» **WHAT TO DO**
What is needed is an exact copy of every entry below, minus the images.

[Stored data entries]
◆ ◆ ◆ ◆ ◆ ◆ ◆

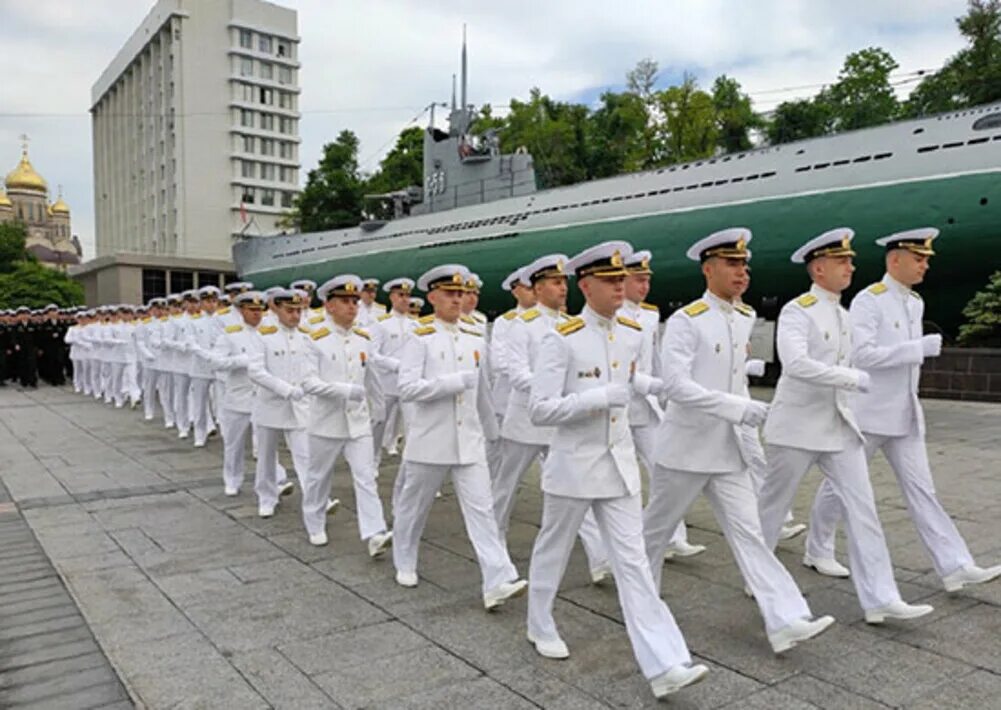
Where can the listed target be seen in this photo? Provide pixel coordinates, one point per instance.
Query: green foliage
(12, 240)
(983, 316)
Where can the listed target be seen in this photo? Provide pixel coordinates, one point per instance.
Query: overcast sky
(370, 65)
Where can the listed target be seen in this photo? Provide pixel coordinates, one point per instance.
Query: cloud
(372, 65)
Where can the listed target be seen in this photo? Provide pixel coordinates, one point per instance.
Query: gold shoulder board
(572, 325)
(696, 308)
(629, 322)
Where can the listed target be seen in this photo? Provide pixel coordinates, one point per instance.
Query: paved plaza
(195, 602)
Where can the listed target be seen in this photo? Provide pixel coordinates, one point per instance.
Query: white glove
(755, 368)
(931, 345)
(618, 395)
(755, 414)
(355, 393)
(646, 385)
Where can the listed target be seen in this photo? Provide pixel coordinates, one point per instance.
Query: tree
(332, 196)
(863, 95)
(12, 241)
(983, 314)
(735, 116)
(797, 120)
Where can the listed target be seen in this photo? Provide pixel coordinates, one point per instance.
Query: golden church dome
(24, 176)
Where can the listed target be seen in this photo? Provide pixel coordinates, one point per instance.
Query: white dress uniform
(887, 342)
(592, 466)
(705, 346)
(811, 423)
(440, 374)
(347, 398)
(280, 406)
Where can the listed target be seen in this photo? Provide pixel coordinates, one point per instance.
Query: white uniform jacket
(812, 408)
(389, 334)
(886, 342)
(449, 424)
(341, 359)
(591, 454)
(231, 355)
(703, 360)
(645, 411)
(281, 365)
(524, 343)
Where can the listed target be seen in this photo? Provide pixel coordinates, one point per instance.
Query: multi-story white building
(195, 133)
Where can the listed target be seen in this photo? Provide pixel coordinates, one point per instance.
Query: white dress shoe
(601, 574)
(556, 649)
(683, 549)
(897, 610)
(800, 630)
(676, 678)
(789, 532)
(493, 598)
(378, 544)
(406, 579)
(971, 574)
(828, 568)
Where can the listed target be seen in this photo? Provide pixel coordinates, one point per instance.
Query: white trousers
(472, 489)
(323, 454)
(868, 556)
(645, 440)
(235, 426)
(516, 461)
(200, 414)
(182, 401)
(732, 498)
(908, 457)
(657, 641)
(267, 473)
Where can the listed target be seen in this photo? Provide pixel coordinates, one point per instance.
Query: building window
(181, 280)
(154, 283)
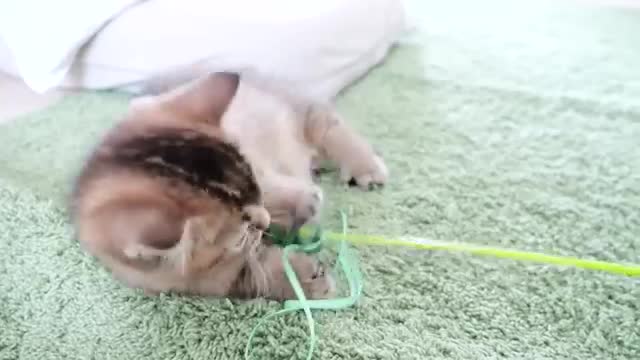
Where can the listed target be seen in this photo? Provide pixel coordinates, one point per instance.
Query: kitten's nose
(258, 216)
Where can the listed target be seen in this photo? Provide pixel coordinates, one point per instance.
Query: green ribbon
(346, 261)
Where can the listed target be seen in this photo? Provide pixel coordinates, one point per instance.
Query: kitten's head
(165, 165)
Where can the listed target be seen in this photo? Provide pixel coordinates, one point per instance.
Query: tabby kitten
(177, 195)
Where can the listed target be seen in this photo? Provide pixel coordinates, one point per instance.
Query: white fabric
(44, 36)
(314, 46)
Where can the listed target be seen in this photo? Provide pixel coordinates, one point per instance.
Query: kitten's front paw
(314, 277)
(366, 170)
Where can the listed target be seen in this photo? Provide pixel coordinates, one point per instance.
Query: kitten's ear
(206, 98)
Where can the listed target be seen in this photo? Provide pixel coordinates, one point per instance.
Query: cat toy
(311, 240)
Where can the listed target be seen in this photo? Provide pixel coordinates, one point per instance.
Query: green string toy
(310, 240)
(312, 243)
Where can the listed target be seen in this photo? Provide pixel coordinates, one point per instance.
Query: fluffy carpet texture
(504, 124)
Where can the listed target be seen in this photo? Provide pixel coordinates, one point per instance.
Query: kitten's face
(170, 155)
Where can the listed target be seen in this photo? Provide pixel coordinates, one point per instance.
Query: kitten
(177, 195)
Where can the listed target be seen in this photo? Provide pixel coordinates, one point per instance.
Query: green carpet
(502, 124)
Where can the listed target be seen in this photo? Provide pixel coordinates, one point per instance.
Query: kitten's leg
(266, 277)
(336, 140)
(291, 202)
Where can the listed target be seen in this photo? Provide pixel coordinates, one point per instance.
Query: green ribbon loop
(347, 261)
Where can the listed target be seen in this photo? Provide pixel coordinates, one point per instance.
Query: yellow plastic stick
(426, 244)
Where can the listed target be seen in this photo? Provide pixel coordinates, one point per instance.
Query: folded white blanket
(44, 36)
(312, 46)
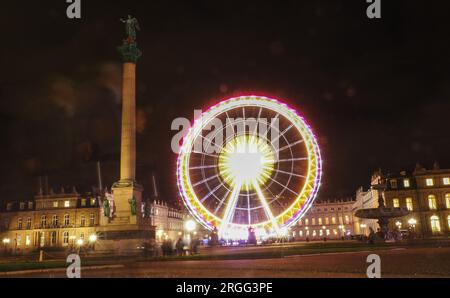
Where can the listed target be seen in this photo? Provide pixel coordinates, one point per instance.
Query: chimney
(155, 190)
(99, 176)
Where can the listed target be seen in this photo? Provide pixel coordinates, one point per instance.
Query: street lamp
(6, 241)
(363, 227)
(80, 242)
(92, 238)
(190, 225)
(412, 222)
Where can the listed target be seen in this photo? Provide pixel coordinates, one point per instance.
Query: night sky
(376, 92)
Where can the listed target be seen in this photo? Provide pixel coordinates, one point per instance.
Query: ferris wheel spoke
(206, 180)
(202, 167)
(230, 209)
(207, 154)
(284, 186)
(257, 121)
(283, 133)
(212, 143)
(290, 173)
(211, 192)
(293, 159)
(290, 145)
(266, 206)
(222, 201)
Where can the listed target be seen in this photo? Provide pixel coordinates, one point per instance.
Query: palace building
(71, 220)
(426, 194)
(332, 219)
(61, 220)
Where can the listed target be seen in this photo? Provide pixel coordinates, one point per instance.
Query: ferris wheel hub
(246, 160)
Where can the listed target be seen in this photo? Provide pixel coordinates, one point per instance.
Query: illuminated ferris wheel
(249, 161)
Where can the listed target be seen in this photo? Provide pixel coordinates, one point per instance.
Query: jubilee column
(127, 193)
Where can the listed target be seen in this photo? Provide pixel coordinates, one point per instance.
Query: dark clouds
(376, 92)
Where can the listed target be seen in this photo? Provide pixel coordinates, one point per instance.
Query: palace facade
(70, 220)
(51, 221)
(426, 194)
(332, 219)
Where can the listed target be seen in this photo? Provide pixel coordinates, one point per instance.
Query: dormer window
(406, 183)
(393, 183)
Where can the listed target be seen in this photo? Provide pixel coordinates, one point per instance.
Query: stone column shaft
(128, 136)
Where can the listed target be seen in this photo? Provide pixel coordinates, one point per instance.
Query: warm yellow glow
(93, 238)
(246, 160)
(412, 221)
(190, 225)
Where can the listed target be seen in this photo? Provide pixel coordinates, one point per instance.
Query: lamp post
(6, 241)
(190, 226)
(412, 224)
(92, 240)
(80, 243)
(363, 227)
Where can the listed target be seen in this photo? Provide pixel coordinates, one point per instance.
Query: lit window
(55, 220)
(447, 200)
(435, 225)
(53, 238)
(396, 203)
(406, 183)
(393, 183)
(43, 221)
(66, 219)
(409, 205)
(432, 202)
(42, 240)
(66, 238)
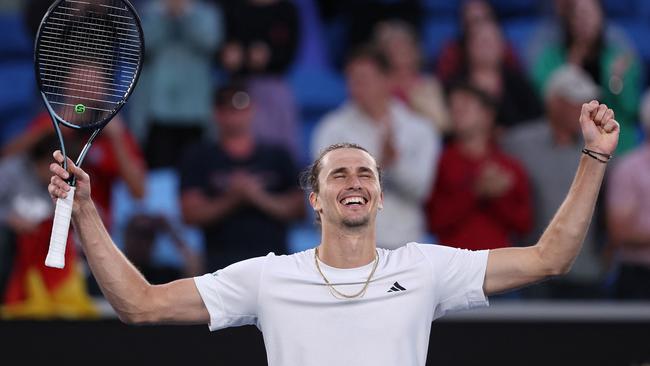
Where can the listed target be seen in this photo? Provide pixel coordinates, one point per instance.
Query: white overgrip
(62, 214)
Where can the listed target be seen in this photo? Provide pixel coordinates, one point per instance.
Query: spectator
(616, 69)
(628, 213)
(550, 150)
(452, 58)
(423, 93)
(33, 290)
(481, 198)
(182, 37)
(485, 67)
(139, 240)
(237, 184)
(551, 28)
(404, 143)
(261, 44)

◆ ◆ ◆ ◆ ◆ ◆ ◆

» **COMPLETED EXERCISE**
Where can the listed target be seen in this photo? Provide pixel coordinates, one point per instance.
Query: green foliage
(12, 240)
(983, 316)
Where can the listed target be seen in this photo? Provide pixel coordinates, one point per instance.
Query: overcast sky
(370, 65)
Where can the listed target be seen in this photo? Provide pixel coordinates, one point per instance.
Query: cloud
(372, 65)
Where can the listed target be seen in this photo? Provide pixel coordinates, one point per instance.
Query: gold shoulder board
(572, 325)
(696, 308)
(629, 322)
Where can the listed target be seen in this photo? Provide pixel coordinates, one point per instance.
Query: paved plaza
(195, 602)
Where can the listed target be seen in this photo? Provide pixel coordinates, one point per instance.
Query: white glove
(755, 368)
(931, 345)
(618, 395)
(755, 414)
(355, 393)
(646, 385)
Where can the listed target be seen in this photo? Provide pixel coordinates, one point per instance.
Query: tree
(332, 196)
(863, 95)
(12, 241)
(983, 314)
(735, 116)
(797, 120)
Where can the listed target be seen in this photo? Provide pixel coordinates, one point per instance.
Query: golden church dome
(24, 176)
Where can the listed target be seen in this photo? Provide pixel coordinates, one point per instance.
Query: white dress uniform
(887, 342)
(592, 466)
(705, 346)
(811, 423)
(440, 374)
(347, 398)
(280, 406)
Where can the listed target be seen in this photo? Provide pixel coordinates, one point per instance.
Query: white uniform jacket
(812, 408)
(389, 334)
(886, 342)
(449, 424)
(341, 359)
(591, 454)
(231, 355)
(703, 360)
(645, 411)
(281, 365)
(524, 343)
Where can the listed target be seen in this photo? Provide pixel coordinates, one point per instance.
Query: multi-story white building
(195, 133)
Where can the listed target be seen in this photo? Provide pixel coordinates, one point per instance.
Query: white dress shoe
(601, 574)
(556, 649)
(683, 549)
(897, 610)
(800, 630)
(676, 678)
(789, 532)
(493, 598)
(378, 544)
(406, 579)
(971, 574)
(828, 568)
Where can the listed target be seen in this photo? Provide pixel coordinates, one point per instance.
Query: white trousers
(472, 489)
(323, 454)
(868, 556)
(645, 440)
(235, 426)
(516, 461)
(200, 414)
(182, 401)
(732, 498)
(908, 457)
(657, 641)
(267, 473)
Where can the listed target be seen in this photo? Provide pixel coordinates, one point per instance.
Query: building window
(181, 280)
(154, 283)
Where can the listed target be seen in this photo? Provide pixel coordinates, one point per instance.
Query: kitten's nose
(258, 216)
Where can the listed target be seen in this photo? Provide pixel coordinates, one point per instance.
Query: green ribbon
(346, 261)
Where can the listed target be seen in this photo? Provide pixel coordinates, one point per instance.
Query: kitten's head
(165, 165)
Where can the listed target be seen in this photo? Provide pixel coordinates, one point per instance.
Query: tabby kitten
(177, 195)
Where can the listed target be seen in this photo? Provide pixel coordinates, one point per instance.
Query: white fabric
(44, 36)
(314, 46)
Where can the listed target be seen in this photo? Provide pixel coordinates, one point per instance.
Query: kitten's front paw
(314, 277)
(366, 170)
Where can the listed target be seen in this photo? Provide pixel coordinates, one point per instance.
Query: kitten's ear
(206, 98)
Where can the listed target be seen in this photo? Provide pixel coordinates, one point per instance.
Query: cat toy
(311, 240)
Where can the listed target be seen in this photo? Provide pixel coordinates, one point per instance.
Query: green string toy
(310, 240)
(312, 243)
Where can the listed target be seen in this photo? Provide pixel coordinates, one point per instance.
Query: fluffy carpet texture
(504, 124)
Where can the listed target be seen in this photo? Provide pixel coordinates, one point per instance.
Query: kitten's face
(170, 155)
Where can the listed target be seen in this photo? Provide pixel coordinates, one point per instance.
Query: kitten
(177, 195)
Where can the listed target be seen in this photo? Provide pixel coordinates, one point per instance.
Query: green carpet
(502, 124)
Where can the listed target be seen in this photo? Provide pixel coordinates, one point per instance.
Query: kitten's leg
(266, 277)
(336, 140)
(291, 202)
Where can the listed target be seen in this photo? Provide pixel coordinates, one point per instance.
Query: green ribbon loop
(347, 261)
Where can the listed target be seen in this photo? Provide pixel coordinates, one point per instance.
Query: yellow plastic stick
(426, 244)
Where can the listed target be seen in this photo? Provide pixel coordinates, one point per instance.
Query: folded white blanket
(44, 36)
(312, 46)
Where can the listed target be seen in this photo? Provide pixel coordinates, one point per instance.
Query: chimney
(155, 190)
(99, 176)
Where can the listed target be seen in this photo? Provide pixel coordinates, one point per instance.
Query: street lamp
(6, 241)
(363, 227)
(80, 242)
(92, 238)
(190, 225)
(412, 222)
Where can the listed target be seen in this photo? Provide pixel coordinates, one point per instance.
Query: night sky
(376, 92)
Where can the listed target be seen in this photo? Provide pixel coordinates, one point per instance.
Query: ferris wheel spoke
(206, 180)
(202, 167)
(230, 209)
(207, 154)
(284, 186)
(257, 121)
(283, 133)
(212, 143)
(290, 173)
(211, 192)
(293, 159)
(290, 145)
(266, 206)
(222, 201)
Where can the listed target be seen in this photo? Provide pixel coordinates, one point per instance.
Query: palace building
(71, 220)
(426, 194)
(332, 219)
(61, 220)
Where can the listed target be seen in this photo? Provide pixel coordinates, one point per instance.
Query: ferris wheel hub
(246, 160)
Where can the listed target be seen in this photo? Provide pixel coordinates, one point per instance.
Query: illuminated ferris wheel
(249, 161)
Where can the listed target be seen in this photo? Provide pixel coordinates, one point per instance.
Query: jubilee column
(127, 193)
Where can the listed target be seen in this photo? Provide pixel coordinates, one point per instance.
Query: dark clouds
(376, 92)
Where can the listed target be seen in this photo? Provide pixel coordinates, one point per instance.
Query: palace facade
(70, 220)
(51, 221)
(426, 194)
(332, 219)
Where can the listed target be seen in this photo? Provide pixel coordinates, one point per instance.
Query: dormer window
(406, 183)
(393, 183)
Where can the listed target be seen in this photo? Provide pixel coordinates, one point per instance.
Query: stone column shaft
(128, 136)
Where can the listed target be seen in this photo? Provide pixel coordinates, one point per instance.
Query: warm yellow glow
(93, 238)
(246, 160)
(412, 221)
(190, 225)
Where can the listed target be seen in this photo? Provide pixel coordinates, one point per instance.
Query: lamp post
(6, 241)
(190, 226)
(412, 224)
(92, 240)
(80, 243)
(363, 227)
Where can the listed target be seen in this photo? Provide pixel coordinates, one point per instance.
Query: lit window
(55, 220)
(447, 200)
(435, 225)
(53, 238)
(396, 203)
(406, 183)
(393, 183)
(43, 221)
(66, 219)
(409, 205)
(432, 202)
(42, 240)
(66, 238)
Where can the listed target be seen in this photo? Provide pixel coordinates, one point per instance.
Query: white overgrip
(62, 214)
Where can the listed target be seen in this photo? Provide pixel coordinates, one point per instance.
Query: spectator
(616, 69)
(628, 213)
(550, 150)
(452, 58)
(423, 93)
(33, 290)
(481, 198)
(182, 37)
(485, 67)
(139, 240)
(237, 184)
(551, 28)
(404, 143)
(261, 44)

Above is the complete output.